Jeff Hampton (Morningview Kentucky)
Victory into defeat? Any prospect for victory in Iraq was gone shortly after the fall of Saddam. Like total ignoramuses, we invade a country on false pretenses without considering the religious and ethnic tensions of the country, sent inadequate forces to maintain order, fired the Iraqi governing structure and its military creating a hostile population who then sided with our enemy terrorists against us and supported an Iraqi leader whose common interests were more attuned to Iran than to us. You can believe the fairy tale that the surge wrested victory, but the truth is the surge had little impact. By that time, Iraqi society was segregated in hostile Shi'ite and Sunni neighborhoods and the Sunnis turned against Al Queda, thereby lessening the raging civil war we created. You cling to the myth that every problem has an American military solution. It doesn't. Victory is Iraq was never ours to win or lose by late spring of 2003.
tomjoad (New York)
What "victory" did you see in Iraq? A victory for who? Most of us only saw Haliburton, Bechtel et al being victorious (or at least making victorious profits)
RPS (New York City)
The naïveté of entering Afghanistan some many years ago still boggles my mind. I don't know why we didn't just bomb the training camps and be done. Of course the military is promoting its role and wants to continue. What fun is a peacetime force?
Steve (Los Angeles)
A handful of extremists destroyed the United States. (Our response: kill a few hundred thousand civilians.) What a mess.
Bev (New York)
If peace were to break out our owners would lose a lot of money.
Jeremy Ander (NY)
How do you help a country that cannot help itself?

If over 10 years of American (ok multinational) occupation has not nurtured the seed of democracy, individual freedoms and liberal law, a couple more years won't either.

Frankly the best hope for Afghanistan at this point is a strong and wily military commander who won't ultimately end up a megalomaniac. Someone who can rally the troops, tread a careful line with Pakistan and someone who makes progress rather than religion the cornerstone of his policies.

Wishful thinking though. In reality, the country will more likely disintegrate into fiefdoms controlled by individual warlords - each intent on protecting their territories and the opium or other resources. Chances are that the ISIS will gain a foothold, no doubt supported by the Sunni arab states to provide a distraction to Iran's growing influence. Not too dissimilar to pre-911 Afghanistan. Just substitute Al-Queda for ISIS.

The only consolation for the US is that they didn't leave the country worse off than it was before like Iraq.
James (Albany, NY)
"The only consolation for the US is that they didn't leave the country worse off than it was before like Iraq."

"Mussolini [Saddam] made the trains run on time." There, fixed it for you.
Jeff Hampton (Morningview Kentucky)

Task brief:
Continue the reader comments on the wars in Iraq and Afghanistan from the point where they stop.

Extracted material:
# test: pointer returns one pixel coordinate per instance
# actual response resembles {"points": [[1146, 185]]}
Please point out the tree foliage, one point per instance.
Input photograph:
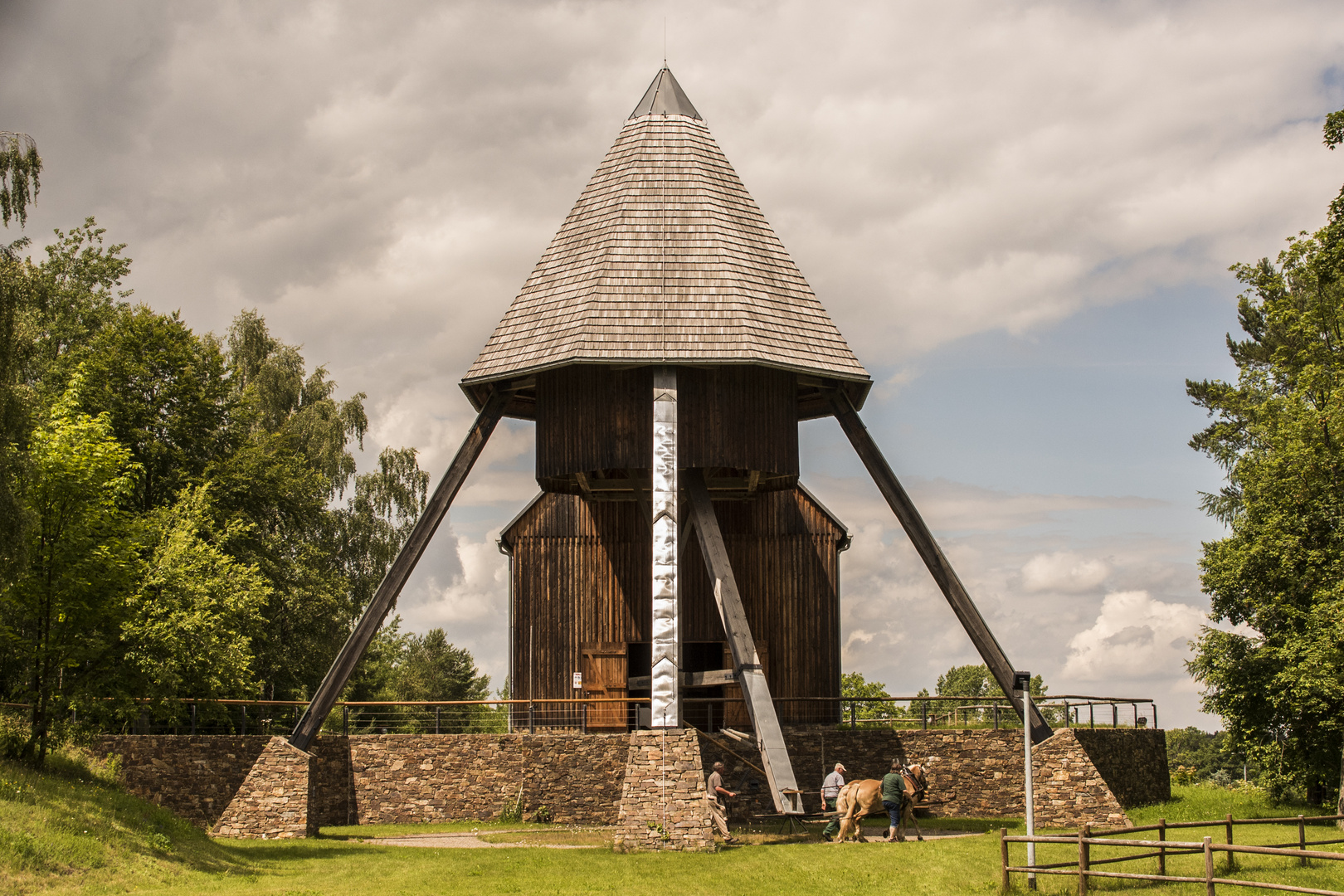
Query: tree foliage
{"points": [[1278, 683], [182, 516], [19, 168]]}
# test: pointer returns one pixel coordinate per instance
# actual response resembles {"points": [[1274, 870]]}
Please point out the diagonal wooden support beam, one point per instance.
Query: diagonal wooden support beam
{"points": [[933, 557], [401, 570], [746, 664]]}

Response to the task:
Afghanistan will go the way the Afghani people take it. They will never be like Americans and Kabul will never be like a Midwestern American city. Live with it because we can't change it. Just as we never lost China in the 1940's because it was never ours to lose, we can't lose Iraq or Afghanistan because they are not ours to lose. We would do far better providing humanitarian assistance to these countries than military assistance.
Rupert Laumann (Utah)
We had our chance, and took our eye off the ball. If we had stayed focused and done Afghanistan right from the start, things might be different. I agree that a few more months will not make a difference in the long run. I cringe when I hear Generals say we're going to train an Arab or Afghan Army in a couple of years. It can't be done - read about Sir John Glubb, who spent a lifetime training the Jordanian Army and didn't quite get there. I worked with the Saudi Air Force for a year, and it was a frustrating experience.
david (ny)
There are some in the military and some in the Congress [John McCain for example] who are still refighting the Vietnam War.
They believe if only the US had stayed the course and fought harder the US could have "won" [whatever that means] the Vietnam War.
They see withdrawal from Afghan as making the same mistake.
They were wrong about Vietnam and are now wrong about Afghan.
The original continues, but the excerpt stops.